(Items from a dataset)
#####

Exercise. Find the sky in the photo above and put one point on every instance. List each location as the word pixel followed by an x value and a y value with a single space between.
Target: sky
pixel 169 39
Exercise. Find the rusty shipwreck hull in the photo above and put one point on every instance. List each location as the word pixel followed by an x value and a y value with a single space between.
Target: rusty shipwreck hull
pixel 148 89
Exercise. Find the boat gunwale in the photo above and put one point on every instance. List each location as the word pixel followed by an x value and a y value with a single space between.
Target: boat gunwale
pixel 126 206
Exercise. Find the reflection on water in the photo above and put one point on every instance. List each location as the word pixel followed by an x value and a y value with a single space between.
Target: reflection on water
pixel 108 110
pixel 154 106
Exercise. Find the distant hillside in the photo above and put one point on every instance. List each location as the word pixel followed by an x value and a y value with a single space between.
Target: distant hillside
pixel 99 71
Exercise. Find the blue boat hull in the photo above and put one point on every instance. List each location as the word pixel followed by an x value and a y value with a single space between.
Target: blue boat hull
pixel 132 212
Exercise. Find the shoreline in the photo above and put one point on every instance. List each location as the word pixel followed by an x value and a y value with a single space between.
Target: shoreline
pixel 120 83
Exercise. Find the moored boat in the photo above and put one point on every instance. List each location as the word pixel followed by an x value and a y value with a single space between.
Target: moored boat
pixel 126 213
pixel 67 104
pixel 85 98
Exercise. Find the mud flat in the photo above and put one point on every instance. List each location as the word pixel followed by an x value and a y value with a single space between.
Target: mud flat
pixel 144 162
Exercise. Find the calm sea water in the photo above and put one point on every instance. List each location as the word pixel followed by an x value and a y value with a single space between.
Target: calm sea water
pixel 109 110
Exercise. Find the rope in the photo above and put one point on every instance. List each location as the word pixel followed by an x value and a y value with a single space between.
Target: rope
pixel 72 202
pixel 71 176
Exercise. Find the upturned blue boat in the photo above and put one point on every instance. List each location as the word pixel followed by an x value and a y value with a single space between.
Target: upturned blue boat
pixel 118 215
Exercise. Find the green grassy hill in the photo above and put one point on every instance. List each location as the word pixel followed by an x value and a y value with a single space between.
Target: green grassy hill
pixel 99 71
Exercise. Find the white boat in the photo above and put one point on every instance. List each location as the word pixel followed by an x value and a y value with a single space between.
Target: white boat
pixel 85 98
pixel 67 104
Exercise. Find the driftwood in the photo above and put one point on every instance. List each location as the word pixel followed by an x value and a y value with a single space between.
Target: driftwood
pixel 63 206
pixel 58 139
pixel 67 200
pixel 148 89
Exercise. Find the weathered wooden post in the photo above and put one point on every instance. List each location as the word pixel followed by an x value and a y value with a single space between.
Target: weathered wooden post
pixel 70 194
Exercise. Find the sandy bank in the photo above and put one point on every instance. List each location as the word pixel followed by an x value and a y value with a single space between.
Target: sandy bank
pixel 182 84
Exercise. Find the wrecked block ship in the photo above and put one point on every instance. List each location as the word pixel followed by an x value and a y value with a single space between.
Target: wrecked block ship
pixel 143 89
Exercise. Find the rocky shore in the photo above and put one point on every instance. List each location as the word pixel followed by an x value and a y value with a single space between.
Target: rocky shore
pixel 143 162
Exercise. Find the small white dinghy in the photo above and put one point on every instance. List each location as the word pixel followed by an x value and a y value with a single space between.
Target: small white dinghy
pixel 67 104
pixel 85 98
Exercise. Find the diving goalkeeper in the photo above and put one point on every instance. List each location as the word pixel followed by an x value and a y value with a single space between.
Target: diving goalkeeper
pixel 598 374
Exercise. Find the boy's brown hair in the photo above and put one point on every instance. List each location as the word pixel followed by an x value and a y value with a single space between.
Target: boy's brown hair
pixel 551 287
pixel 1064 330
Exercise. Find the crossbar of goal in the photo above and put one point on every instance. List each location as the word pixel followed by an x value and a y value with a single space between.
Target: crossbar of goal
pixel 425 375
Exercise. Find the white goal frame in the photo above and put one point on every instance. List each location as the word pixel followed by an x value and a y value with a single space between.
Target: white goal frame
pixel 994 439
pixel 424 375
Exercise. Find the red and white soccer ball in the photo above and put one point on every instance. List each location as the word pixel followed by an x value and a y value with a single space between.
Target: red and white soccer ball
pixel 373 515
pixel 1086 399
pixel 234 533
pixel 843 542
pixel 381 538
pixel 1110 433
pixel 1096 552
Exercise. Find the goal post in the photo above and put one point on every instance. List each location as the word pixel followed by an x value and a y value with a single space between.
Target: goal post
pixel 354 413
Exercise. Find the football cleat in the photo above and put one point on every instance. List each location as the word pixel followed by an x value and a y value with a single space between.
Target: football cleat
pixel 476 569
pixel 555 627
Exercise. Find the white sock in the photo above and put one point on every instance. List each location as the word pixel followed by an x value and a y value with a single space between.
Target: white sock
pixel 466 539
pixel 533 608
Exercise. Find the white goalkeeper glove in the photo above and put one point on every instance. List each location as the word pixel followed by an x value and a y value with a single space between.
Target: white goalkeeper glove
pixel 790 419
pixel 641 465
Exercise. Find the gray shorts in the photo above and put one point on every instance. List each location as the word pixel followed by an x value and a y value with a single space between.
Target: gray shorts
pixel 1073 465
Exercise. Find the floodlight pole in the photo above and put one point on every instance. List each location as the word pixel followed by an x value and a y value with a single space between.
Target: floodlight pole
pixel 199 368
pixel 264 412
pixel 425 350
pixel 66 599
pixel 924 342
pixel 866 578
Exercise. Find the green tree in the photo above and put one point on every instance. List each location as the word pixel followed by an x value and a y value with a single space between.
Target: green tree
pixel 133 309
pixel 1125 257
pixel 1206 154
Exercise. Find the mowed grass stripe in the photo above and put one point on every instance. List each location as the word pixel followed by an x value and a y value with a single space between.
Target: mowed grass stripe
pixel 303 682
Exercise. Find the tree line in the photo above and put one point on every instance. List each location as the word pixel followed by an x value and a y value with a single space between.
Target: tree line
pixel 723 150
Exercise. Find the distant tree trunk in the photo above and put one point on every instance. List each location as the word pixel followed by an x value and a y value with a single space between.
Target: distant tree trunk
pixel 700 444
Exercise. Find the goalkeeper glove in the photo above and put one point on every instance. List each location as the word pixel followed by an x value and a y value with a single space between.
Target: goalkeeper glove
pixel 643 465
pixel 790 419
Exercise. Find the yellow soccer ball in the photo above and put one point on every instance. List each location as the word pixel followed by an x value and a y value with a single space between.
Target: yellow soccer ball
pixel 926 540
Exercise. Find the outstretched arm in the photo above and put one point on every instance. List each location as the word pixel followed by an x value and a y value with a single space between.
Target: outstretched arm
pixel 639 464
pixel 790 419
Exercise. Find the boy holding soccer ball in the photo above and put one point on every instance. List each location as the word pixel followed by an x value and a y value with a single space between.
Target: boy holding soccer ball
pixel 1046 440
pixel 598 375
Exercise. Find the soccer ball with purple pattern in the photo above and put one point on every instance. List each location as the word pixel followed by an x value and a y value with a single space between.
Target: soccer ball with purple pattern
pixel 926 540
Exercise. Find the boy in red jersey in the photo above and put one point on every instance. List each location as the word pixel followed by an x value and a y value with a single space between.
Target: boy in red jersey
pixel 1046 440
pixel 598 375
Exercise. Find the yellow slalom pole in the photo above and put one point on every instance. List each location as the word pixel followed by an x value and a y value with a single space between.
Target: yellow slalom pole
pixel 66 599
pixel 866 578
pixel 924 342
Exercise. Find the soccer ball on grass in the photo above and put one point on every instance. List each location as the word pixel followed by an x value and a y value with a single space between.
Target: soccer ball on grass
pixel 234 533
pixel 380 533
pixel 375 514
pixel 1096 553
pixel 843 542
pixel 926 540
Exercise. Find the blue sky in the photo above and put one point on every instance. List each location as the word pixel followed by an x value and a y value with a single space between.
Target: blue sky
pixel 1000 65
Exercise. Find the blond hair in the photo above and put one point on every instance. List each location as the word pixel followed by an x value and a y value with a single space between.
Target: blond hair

#####

(WORK TASK)
Return all lines from the data above with "blond" in them.

(WRITTEN ANSWER)
Exercise. Find the blond hair in the photo above and put one point on every instance. List each location as the word pixel followed by an x value and a y value with a single space between.
Target: blond hair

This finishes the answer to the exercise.